Output nothing but the lines from the line with "Scouting task: drop one point on every instance of the broken" through the end of the listing below, both ends included.

--- start of Stored rows ---

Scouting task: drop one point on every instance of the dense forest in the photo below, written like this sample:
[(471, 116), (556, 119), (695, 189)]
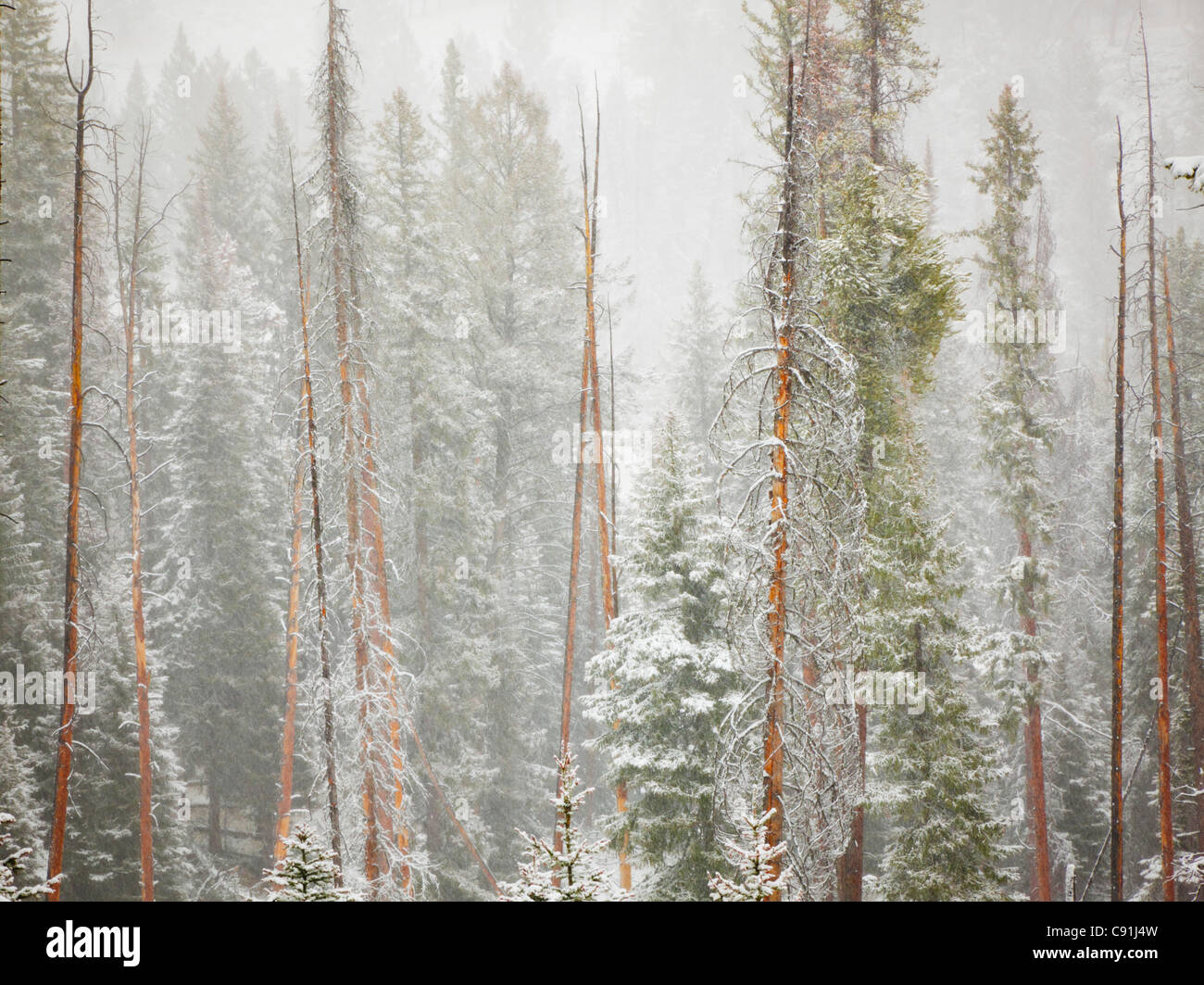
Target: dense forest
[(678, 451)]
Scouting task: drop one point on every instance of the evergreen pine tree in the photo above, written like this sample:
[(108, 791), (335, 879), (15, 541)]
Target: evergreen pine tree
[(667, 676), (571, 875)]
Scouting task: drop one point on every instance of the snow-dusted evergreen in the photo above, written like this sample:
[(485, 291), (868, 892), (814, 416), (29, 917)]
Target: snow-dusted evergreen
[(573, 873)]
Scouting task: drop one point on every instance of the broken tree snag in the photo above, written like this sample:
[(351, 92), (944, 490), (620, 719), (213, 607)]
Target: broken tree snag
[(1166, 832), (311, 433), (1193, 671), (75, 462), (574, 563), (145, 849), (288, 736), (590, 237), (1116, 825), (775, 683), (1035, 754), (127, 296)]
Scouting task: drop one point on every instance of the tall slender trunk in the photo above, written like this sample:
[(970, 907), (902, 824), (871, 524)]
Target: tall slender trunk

--- end of Stored rows ---

## Result for this task
Scouting task: drop one point on every instance of the broken tree snag in the photo above, written like this sample:
[(351, 92), (944, 490), (620, 719), (213, 607)]
Target: broken tree snag
[(1166, 832), (311, 433), (1193, 671), (75, 462), (574, 563), (145, 849), (288, 736), (590, 237), (1116, 825), (775, 683), (1035, 754), (127, 296)]
Scouting task: drop one point on every instance of the tall slender trunk in the photo above, written like this sample:
[(970, 907), (902, 824), (871, 524)]
Target: tall slender trunk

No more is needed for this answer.